■ DOCUMENT TEXT
________
A book titled Hello, You was the item that helped mothers to bond with their baby most.

EXPERIENCE: BABY BOX PROJECT GIVES ESTHER REASSURANCE AS A NEW MUM

Esther Barnes, from Blaydon, Gateshead, received her box in September 2023, after being referred to The Baby Box Project scheme by her health visitor because she lived in a qualifying area.

“I thought it would be small – a dummy and some flyers about local services,” says Barnes. “When I opened the front door there was this enormous box – the delivery man had to help me carry it into the hallway – and I cried my eyes out and rang my mum. I couldn't believe the amount of stuff and how generous it was. It felt like someone was looking after me and taking notice of me.”

She says there wasn't anything in the box that wasn't useful and something she would have considered buying herself.

“It is basic, good-quality stuff, and all really self-explanatory,” she adds. “There is a lot of pressure to spend money when you're a new parent. If you search ‘which toothbrush should I get my toddler’ you get options up to £40. With this you have that reassurance that a simple toothbrush is fine – you know it been researched and is science based.”

Her favourite items from the box are a set of books and some stacking cups, which her son Bowen, now 14 months, still uses. She adds that the portable changing mat helped her feel more confident about going out with her newborn. “I would have got one eventually but having it there from the start gave me more confidence to get out and about early without panicking about a lack of baby changing facilities,” she says.
________
■ RAW DATA
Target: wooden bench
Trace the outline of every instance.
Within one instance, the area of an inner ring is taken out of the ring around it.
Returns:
________
■ WHAT TO DO
**1.** In the baby box article, which two items does Esther Barnes name as her favorites from the box?
**2.** Pick up the article about the baby box project after its last sentence and continue it.
The listing has no connection to the text.

■ RESPONSES TO THE TASKS
**1.** A set of books and some stacking cups.

**2.**
The box contains child development resources, such as a set of 17 NSPCC cards with suggestions for activities to promote child development. “They are activities you might not have thought about, particularly when they are little,” says Esther.

The box also had a copy of the NHS Little Orange Book, which contains information about common childhood illnesses in under-fives.

“It helps you know when to go to a GP. Even though this information is readily available online, having it all in one place is really reassuring,” says Barnes.

She is now working with The Children's Foundation to promote the boxes. “I owe it to them because I am so grateful,” she says.

WHAT'S NEXT?

The Children's Foundation is hoping to work with a university to do a large-scale study on the difference the boxes make to parents of children in the first year of life. It also wants to develop corporate baby box schemes where companies buy boxes for staff as part of maternity or paternity benefits but match that by donating a box to a vulnerable family.